Mutual Funds and ETFs – How to Buy

You can buy mutual funds directly from the fund management company.  You can also buy mutual funds and ETFs through a brokerage company.  If you buy them through a brokerage company, you will pay a small transaction fee but it is often easier to buy and sell the funds, if needed.  Holding these assets in a brokerage account also lets you see more of your investments in one place.

Mary’s Decision

Mary decides to invest in an S&P 500 index fund (a form of exchanged-traded fund that is intended to track S&P 500 returns fairly closely).  Since 1950, the total return on the S&P 500 corresponds to 8.9% compounded annually.  It is important to understand that the returns are very volatile from month-to-month and even year-to-year, so she might not earn as much as 8.9% return over any specific time period.[7]

Retirement Savings – What Type of Account?

As Mary thinks about her long-term savings, she not only wants to decide how to invest it, but also in what type of account to put it – a tax-sheltered retirement savings account or a taxable account she can access at any time[8].  

Retirement Account Contribution Limits

In the US for 2018, she is allowed to contribute $18,500 ($24,500 after age 50) to a 401(k) plus $5,500 ($6,500 after age 50) to an Individual Retirement Account.  

In Canada, the 2018 maximum contribution to group and individual Registered Retirement Savings Plans (RRSPs) combined is the lesser of 18% of earned income or $26,230.  The 2018 maximum contribution to group and individual Tax-Free Savings Accounts (TFSAs) is $5,500.  If you didn’t make contributions up to the limit last year, you can carry over the unused portion to increase your maximum contribution for this year.
☆ ☆ ☆ ☆
Reproduce the investing passage word for word from "Mary’s Decision" through "at any time[8].".

**Collection entries:**
☆ ☆ ☆ ☆
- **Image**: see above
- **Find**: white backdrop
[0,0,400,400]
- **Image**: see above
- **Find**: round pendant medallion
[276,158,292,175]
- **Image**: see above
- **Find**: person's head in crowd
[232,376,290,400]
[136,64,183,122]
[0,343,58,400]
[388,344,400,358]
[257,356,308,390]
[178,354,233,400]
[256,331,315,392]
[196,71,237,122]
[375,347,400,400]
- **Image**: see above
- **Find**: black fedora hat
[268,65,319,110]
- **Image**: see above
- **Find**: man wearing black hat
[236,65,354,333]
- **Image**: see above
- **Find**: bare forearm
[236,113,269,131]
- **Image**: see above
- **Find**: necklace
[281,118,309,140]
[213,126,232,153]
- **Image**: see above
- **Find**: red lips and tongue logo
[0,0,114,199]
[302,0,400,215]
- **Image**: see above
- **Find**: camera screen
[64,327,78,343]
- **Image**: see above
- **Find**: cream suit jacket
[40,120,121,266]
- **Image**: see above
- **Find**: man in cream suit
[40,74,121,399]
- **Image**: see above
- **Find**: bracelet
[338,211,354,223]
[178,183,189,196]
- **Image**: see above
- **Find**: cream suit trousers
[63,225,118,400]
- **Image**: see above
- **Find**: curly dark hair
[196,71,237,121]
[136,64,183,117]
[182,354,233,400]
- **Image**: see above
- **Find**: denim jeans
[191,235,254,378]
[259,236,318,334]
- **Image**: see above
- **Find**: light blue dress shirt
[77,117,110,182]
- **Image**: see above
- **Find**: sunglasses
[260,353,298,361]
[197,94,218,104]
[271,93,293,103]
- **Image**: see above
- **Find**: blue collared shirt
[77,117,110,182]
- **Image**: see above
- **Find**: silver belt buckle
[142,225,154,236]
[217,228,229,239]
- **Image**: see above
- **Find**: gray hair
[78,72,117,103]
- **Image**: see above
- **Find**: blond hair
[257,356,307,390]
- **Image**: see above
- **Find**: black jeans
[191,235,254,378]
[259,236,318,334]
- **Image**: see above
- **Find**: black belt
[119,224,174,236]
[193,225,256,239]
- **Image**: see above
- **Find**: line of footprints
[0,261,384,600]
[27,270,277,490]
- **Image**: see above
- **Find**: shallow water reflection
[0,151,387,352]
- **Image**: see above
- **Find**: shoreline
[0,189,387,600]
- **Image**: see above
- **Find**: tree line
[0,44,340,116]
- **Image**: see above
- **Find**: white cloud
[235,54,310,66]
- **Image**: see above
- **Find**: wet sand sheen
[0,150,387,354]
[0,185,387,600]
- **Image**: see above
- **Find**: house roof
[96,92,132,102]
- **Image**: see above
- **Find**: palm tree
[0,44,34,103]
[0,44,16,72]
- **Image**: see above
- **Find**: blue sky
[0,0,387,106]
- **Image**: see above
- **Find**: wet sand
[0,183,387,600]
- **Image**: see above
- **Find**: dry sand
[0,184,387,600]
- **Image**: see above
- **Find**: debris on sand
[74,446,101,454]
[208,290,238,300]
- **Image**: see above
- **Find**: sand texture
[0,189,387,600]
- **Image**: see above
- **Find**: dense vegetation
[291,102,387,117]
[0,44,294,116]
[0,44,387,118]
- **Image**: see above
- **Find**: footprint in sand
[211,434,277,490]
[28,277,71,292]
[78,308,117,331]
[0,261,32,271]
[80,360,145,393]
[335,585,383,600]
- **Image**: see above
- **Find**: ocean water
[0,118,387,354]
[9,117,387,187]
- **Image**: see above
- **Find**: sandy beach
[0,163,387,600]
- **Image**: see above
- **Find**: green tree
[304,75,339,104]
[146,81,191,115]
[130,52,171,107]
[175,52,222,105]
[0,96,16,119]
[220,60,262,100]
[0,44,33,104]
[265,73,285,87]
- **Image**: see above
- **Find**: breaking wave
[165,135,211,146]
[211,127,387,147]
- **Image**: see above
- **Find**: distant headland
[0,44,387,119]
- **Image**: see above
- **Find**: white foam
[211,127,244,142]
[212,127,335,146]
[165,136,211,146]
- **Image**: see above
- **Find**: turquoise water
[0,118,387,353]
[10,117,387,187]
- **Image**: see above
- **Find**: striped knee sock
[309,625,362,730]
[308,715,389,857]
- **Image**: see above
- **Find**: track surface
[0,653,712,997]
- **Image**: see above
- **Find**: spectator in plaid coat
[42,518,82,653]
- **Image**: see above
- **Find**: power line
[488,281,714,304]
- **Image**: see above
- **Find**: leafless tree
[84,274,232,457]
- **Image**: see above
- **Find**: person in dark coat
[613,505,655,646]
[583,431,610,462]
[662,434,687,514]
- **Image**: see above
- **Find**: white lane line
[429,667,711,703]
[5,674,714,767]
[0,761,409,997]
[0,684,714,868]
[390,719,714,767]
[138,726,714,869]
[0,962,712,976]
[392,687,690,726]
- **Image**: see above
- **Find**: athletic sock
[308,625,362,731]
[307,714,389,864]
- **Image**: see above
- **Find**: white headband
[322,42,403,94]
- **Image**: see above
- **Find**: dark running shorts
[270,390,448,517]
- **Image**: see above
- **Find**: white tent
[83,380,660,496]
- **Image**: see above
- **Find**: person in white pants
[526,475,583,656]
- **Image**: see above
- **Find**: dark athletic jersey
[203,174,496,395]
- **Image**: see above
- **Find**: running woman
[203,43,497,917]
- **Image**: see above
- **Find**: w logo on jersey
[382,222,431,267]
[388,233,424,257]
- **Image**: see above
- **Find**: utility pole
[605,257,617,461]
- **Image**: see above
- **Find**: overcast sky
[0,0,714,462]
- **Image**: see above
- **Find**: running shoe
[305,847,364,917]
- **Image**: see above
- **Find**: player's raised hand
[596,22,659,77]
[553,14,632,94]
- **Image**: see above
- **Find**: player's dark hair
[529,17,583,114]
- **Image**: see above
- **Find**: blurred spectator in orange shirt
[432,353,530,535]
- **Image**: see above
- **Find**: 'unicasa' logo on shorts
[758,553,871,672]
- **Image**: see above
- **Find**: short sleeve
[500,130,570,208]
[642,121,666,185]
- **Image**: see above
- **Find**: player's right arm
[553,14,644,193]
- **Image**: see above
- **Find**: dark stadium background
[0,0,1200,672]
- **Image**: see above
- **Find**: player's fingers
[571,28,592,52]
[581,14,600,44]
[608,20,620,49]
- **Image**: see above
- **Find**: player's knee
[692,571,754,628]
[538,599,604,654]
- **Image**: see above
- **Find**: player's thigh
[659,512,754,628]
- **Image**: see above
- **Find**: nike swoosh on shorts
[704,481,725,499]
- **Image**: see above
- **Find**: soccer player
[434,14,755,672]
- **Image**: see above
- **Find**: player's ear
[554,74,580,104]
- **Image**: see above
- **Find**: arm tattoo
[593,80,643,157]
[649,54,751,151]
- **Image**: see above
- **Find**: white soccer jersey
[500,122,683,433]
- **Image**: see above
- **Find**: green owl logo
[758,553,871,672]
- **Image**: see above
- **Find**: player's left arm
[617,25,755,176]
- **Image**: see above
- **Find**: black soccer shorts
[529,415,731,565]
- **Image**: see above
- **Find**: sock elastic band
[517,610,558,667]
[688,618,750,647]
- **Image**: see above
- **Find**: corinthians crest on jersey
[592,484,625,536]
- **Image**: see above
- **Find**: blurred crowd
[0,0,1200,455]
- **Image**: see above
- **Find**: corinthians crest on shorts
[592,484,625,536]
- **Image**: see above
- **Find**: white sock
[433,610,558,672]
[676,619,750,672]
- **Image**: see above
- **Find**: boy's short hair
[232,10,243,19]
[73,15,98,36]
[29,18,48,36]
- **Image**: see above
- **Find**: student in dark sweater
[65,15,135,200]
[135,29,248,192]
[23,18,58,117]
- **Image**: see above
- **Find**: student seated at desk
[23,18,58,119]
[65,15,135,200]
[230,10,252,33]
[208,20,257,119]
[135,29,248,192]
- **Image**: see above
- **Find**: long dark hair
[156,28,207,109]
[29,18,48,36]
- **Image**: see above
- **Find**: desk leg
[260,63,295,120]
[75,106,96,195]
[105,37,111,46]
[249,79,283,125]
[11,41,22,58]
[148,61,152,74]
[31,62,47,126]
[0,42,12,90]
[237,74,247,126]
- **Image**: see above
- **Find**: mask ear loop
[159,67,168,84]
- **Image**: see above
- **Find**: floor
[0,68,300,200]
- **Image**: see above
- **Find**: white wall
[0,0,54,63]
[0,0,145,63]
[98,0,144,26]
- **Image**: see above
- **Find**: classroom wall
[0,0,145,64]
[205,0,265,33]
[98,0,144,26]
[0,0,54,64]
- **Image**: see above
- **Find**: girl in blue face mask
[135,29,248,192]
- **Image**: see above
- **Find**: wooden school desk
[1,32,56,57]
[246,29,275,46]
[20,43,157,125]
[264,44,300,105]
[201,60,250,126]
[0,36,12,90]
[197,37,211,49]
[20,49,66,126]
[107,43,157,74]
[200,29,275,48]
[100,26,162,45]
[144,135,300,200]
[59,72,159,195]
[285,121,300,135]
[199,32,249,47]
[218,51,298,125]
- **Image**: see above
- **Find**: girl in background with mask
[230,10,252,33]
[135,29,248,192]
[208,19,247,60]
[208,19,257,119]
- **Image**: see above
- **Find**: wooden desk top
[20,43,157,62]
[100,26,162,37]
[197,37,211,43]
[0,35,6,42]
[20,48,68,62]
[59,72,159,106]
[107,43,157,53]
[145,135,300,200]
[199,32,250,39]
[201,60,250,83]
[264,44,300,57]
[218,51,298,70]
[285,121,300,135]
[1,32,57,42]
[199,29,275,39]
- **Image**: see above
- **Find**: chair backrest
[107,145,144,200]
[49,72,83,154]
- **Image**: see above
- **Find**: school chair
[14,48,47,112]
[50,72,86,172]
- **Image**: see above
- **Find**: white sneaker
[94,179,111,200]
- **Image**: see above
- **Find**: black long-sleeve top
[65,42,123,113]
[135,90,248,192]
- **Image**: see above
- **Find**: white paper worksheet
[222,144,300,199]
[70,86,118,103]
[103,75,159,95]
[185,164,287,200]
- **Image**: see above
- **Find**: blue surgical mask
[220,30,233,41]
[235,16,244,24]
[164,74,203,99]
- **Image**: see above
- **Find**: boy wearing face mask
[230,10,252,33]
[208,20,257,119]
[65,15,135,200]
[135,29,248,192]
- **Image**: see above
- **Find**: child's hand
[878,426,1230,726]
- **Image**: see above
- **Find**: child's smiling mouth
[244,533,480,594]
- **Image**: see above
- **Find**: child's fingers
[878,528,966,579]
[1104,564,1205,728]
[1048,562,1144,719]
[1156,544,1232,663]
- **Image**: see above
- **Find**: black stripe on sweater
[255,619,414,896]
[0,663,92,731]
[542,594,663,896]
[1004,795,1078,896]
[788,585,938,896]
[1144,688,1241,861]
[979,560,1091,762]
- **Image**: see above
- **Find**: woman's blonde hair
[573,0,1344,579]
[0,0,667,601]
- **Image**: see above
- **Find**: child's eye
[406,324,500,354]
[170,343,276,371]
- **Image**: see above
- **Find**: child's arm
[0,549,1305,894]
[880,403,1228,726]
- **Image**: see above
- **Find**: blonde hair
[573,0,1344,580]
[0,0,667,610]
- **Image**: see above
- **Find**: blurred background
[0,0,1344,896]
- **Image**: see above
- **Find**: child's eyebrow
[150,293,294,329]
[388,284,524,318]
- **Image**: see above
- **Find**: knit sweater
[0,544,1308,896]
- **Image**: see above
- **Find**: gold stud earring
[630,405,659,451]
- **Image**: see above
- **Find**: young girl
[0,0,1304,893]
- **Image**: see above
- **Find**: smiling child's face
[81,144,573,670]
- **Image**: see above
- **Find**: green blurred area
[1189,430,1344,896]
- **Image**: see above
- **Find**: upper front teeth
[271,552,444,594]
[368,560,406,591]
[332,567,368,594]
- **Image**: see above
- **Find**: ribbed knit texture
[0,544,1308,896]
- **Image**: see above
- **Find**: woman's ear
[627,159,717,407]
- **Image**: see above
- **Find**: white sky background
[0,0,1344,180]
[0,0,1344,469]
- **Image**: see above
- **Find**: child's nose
☆ ☆ ☆ ☆
**Correct response:**
Mary’s Decision

Mary decides to invest in an S&P 500 index fund (a form of exchanged-traded fund that is intended to track S&P 500 returns fairly closely).  Since 1950, the total return on the S&P 500 corresponds to 8.9% compounded annually.  It is important to understand that the returns are very volatile from month-to-month and even year-to-year, so she might not earn as much as 8.9% return over any specific time period.[7]

Retirement Savings – What Type of Account?

As Mary thinks about her long-term savings, she not only wants to decide how to invest it, but also in what type of account to put it – a tax-sheltered retirement savings account or a taxable account she can access at any time[8].